Exercise ▸ Can you render every line of the records below as a JSON list of strings, one string per line, with blank lines omitted?
● ● ● ●
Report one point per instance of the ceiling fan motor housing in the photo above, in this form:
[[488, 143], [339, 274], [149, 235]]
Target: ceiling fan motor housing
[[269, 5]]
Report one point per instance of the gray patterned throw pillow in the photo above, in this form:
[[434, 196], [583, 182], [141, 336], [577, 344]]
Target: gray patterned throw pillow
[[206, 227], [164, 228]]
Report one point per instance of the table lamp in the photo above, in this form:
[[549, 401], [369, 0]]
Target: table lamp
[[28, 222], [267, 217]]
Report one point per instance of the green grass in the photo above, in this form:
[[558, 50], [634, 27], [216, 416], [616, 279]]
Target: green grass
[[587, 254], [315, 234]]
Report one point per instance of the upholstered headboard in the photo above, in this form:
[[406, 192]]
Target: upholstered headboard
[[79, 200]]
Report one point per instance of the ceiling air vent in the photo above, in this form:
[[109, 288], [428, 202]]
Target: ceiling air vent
● ● ● ●
Exercise output ▸
[
  "Report one point per instance of the ceiling fan motor housing in the photo above, in this form:",
  "[[488, 143], [339, 274], [149, 235]]",
  "Target: ceiling fan motor housing",
  "[[269, 5]]",
  "Report one point per instance of the gray patterned throw pillow in the photo above, in this form:",
  "[[434, 196], [583, 182], [141, 336], [577, 344]]",
  "Target: gray patterned throw pillow",
  "[[206, 227], [164, 228]]",
  "Report one point per instance of the table lamp in the photo above, in this form:",
  "[[549, 401], [369, 0]]",
  "Target: table lamp",
  "[[28, 222], [267, 217]]",
  "Report one point per instance of the green grass in the photo above, in this form:",
  "[[558, 50], [634, 27], [216, 416], [616, 279]]",
  "Target: green grass",
  "[[587, 254], [315, 234]]",
  "Report one point per instance of the upholstered headboard in the photo above, in this form:",
  "[[406, 192]]",
  "Target: upholstered headboard",
  "[[79, 200]]",
  "Report one point per instance of the ceiling air vent in the photo above, in this form:",
  "[[109, 288], [428, 202]]",
  "Target: ceiling air vent"
]